- **Problem details**: Extend the notes on trees, picking up right after the last line shown.

- **Text shown**:
----

CSC111: 3_Trees

Trees §

Definition and Terminology §

• Tree data structure to represent hierarchical data its a recursive data structure. A tree is either:

  1. Empty
  2. Have a root value connected to any number pf the trees, called the subtrees of the tree
  

• Size of a tree is the number of values in the tree.

• Leaf — a value with no subtrees

• Internal value (opposite to leaf), its a value that has at least one subtree

• Height of tree is the length of the longest path form tis room to one of its leaves

• Children of a value are all values directly connected underneath that value

  • Descendants of value are its children, the children of its children etc

• Parent of a value is the value immediately above and connected to it. Each value in a tree has exactly one parent, except the root

  • Ancestors of a value are its parents, the parent of its parent etc

• A value is never a child or parent of itself

Tree implementation §

class Tree:
    """A recursive tree data structure.
    
    Representation Invariants:
        - self._root is not None or self._subtrees == []
    """
    # Private Instance Attributes:
    #   - _root:
    #       The item stored at this tree's root, or None if the tree is empty.
    #   - _subtrees:
    #       The list of subtrees of this tree. This attribute is empty when
    #       self._root is None (representing an empty tree). 
    #		However, this attribute may be empty when self._root is not None,
    #       which represents a tree consisting of just one item.
    _root: Optional[Any]
    _subtrees: list[Tree]
        
    def __init__(self, root: Optional[Any], subtrees: list[Tree]) -> None:
        """Initialize a new Tree with the given root value and subtress.
        
        If root is None, the tree is empty
        
        Preconditions:
        	- root is not none or subtrees ==[]
        """
        self._root = root
        self._subtrees == subtrees
        
    def is_empty(self) -> bool:
        """Return whether this tree is empty"""
        return self._root is None

1. Creates an empty tree when root is None
2. A tree with a value and the given subtrees
3. Root is not None, while subtrees are empty — a tree with a single root value

Tree recursion §

Code template:

class Tree:
    def method(self) -> ...:
        if self.is_empty():
            (...)

----

- **Extracted records**:
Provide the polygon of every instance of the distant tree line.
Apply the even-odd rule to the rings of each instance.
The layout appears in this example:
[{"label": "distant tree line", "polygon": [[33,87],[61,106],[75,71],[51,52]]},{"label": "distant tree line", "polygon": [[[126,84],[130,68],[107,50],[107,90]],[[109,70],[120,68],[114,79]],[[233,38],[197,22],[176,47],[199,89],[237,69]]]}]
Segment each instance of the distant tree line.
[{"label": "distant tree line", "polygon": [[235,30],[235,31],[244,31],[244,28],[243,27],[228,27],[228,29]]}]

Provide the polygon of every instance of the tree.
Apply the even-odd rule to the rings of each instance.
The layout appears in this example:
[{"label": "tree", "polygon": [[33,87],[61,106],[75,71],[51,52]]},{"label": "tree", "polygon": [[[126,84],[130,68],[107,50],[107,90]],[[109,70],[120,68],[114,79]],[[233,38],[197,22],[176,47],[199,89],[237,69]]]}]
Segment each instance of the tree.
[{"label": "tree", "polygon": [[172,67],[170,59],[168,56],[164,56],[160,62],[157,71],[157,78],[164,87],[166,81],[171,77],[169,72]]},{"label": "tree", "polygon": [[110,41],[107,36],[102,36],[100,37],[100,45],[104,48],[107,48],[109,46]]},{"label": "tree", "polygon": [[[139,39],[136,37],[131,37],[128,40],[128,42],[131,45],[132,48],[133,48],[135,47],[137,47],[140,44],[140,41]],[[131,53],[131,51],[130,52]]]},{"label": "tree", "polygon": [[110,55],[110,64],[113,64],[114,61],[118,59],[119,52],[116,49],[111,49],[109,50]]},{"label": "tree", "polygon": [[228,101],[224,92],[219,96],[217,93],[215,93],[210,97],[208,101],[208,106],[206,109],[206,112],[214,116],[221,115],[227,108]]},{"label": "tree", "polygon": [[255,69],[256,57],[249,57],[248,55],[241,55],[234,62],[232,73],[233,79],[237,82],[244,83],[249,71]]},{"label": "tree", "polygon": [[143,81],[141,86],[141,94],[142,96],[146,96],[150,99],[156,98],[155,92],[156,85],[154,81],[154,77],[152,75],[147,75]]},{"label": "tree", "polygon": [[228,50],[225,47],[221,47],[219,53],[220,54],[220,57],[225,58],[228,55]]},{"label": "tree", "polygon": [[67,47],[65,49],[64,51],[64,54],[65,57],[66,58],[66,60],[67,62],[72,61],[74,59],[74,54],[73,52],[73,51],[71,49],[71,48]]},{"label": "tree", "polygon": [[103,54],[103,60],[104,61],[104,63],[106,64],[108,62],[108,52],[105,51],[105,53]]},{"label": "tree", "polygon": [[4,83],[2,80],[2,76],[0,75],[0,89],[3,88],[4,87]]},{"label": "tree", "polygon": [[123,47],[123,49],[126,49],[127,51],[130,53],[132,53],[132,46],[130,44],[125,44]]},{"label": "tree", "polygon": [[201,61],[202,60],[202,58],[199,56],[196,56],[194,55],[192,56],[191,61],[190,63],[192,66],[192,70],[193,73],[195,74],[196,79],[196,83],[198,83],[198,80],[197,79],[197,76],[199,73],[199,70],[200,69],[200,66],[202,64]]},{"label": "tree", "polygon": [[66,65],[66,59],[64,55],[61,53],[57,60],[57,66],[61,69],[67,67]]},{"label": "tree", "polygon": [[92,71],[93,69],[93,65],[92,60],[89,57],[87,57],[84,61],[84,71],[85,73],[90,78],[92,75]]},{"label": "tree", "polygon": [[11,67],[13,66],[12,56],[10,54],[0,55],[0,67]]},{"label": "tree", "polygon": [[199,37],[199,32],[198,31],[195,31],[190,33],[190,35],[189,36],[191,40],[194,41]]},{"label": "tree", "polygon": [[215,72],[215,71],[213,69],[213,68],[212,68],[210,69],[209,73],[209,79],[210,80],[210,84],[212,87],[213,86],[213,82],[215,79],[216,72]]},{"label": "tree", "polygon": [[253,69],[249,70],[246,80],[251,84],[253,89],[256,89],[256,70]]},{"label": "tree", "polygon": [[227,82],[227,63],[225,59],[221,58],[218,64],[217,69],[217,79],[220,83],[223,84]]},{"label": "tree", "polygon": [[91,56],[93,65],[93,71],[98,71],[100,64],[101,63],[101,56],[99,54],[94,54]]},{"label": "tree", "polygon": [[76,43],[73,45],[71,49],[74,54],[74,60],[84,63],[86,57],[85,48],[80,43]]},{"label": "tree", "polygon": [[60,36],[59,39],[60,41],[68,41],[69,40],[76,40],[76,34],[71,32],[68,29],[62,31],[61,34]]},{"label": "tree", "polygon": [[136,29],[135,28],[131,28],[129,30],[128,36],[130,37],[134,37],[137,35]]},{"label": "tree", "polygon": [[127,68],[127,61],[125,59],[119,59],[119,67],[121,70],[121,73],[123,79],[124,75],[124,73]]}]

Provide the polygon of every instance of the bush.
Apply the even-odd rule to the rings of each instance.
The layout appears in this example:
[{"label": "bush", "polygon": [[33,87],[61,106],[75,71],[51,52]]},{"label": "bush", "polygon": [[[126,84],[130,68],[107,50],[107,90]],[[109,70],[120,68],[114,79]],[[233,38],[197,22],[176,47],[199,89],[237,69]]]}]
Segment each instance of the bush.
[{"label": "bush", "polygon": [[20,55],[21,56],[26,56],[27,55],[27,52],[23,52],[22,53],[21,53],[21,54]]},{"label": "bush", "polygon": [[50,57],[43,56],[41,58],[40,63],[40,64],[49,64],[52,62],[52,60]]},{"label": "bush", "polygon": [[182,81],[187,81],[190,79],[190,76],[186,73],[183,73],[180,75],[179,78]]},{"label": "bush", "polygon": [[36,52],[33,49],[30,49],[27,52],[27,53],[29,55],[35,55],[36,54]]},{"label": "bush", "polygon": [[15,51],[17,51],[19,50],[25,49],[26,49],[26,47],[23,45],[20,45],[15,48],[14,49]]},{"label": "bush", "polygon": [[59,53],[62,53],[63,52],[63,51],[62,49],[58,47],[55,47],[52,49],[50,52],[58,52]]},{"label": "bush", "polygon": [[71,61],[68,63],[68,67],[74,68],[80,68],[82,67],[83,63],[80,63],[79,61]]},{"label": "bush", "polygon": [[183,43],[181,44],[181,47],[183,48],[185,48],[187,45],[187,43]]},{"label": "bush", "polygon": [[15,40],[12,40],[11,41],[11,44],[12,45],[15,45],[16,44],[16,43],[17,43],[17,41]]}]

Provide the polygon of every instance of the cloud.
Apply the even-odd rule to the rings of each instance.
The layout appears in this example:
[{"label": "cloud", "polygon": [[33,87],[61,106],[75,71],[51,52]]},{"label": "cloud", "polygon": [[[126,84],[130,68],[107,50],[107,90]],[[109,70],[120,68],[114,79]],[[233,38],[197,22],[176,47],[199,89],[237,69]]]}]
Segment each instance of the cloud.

----

- **Answer to this exercise**:
        elif self._root (...):  # explicit self._root case
            (...)
        else:
            for subtree in self.subtrees:
                (...) subtree.method() (...)
            (...)

Ex. Tree size §

• Let $T$ be a tree, and let $size$ be a function mapping any tree to its size

  • If $T$ is empty, then its size is 0: $size(T)=0$

  • If $T$ is non-empty, then it consists of a root value and collection of subtrees $T_0,T_1,\dots T_{k-1}$ (for some $k\in \mathbb{N}$). Then, the size of $T$ is the $sum$ of the sizes of its subtrees plus 1 for the root

    $$size(T)=1+\sum _{i=0}^{k-1}size(T_i)$$

• Combine these two cases to write a recursive mathematical definition for $size$ function

  $$size(T)=\{\begin{array}{ll}0,& \text{ if }T\text{ is empty}\\ 1+{\sum }_{i=0}^{k-1}size(T_i)& \text{ if }T\text{ has subtrees }{T}_0,T_1,\dots T_{k-1}\end{array}$$

  class Tree:
      def __len__(self) -> int:
          """Return the number of items contained in this tree.
          
          >>> t1 = Tree(None, [])
          >>> len(t1)
          0
          >>> t2 = Tree(3, [Tree(4, []), Tree(1, [])])
          >>> len(t2)
          3
          """
          if self.is_empty():  # tree is empty
              return 0
          elif self._subtrees == []:  # tree is a single item
              return 1
          else:  # tree has at least one subtree
              size_so_far = 1
              for subtree in self._subtrees:
                  size_so_far += subtree.__len__()
              return size_so_far

Ex. Tree.__str__ §

• f-Strings format: f'{variable}' == str.format(variable)

  >>> name = "Mel"
  >>> f"Hello, {name}"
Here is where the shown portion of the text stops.